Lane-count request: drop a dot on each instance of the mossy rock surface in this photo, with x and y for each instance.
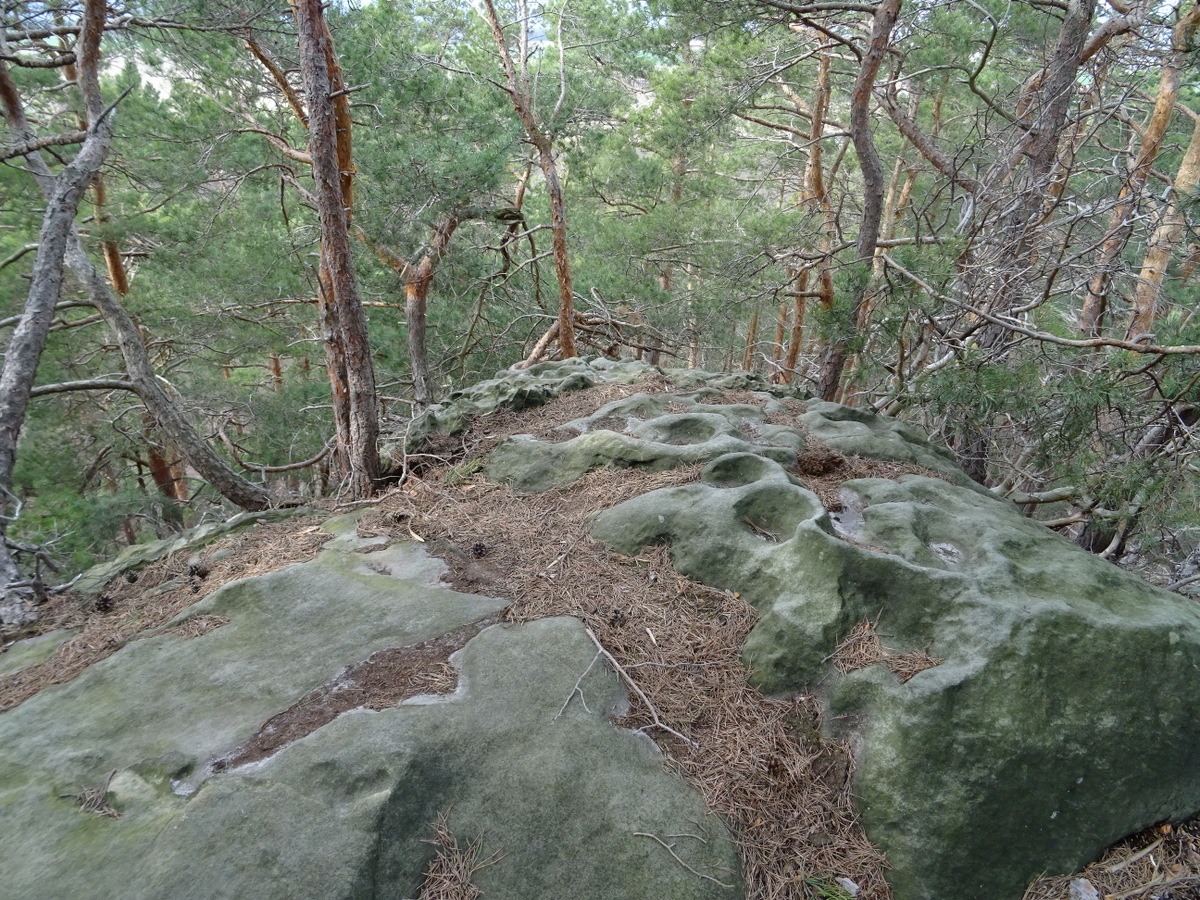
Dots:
(522, 763)
(1065, 709)
(133, 557)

# [What you have to do]
Reproduce the data exactly, please, and omit its pictures.

# [Your response]
Lane-count request: drop a dot on each instance of the mossy rock surface in this photo, with x and y for each instance.
Dots:
(522, 763)
(1065, 709)
(133, 557)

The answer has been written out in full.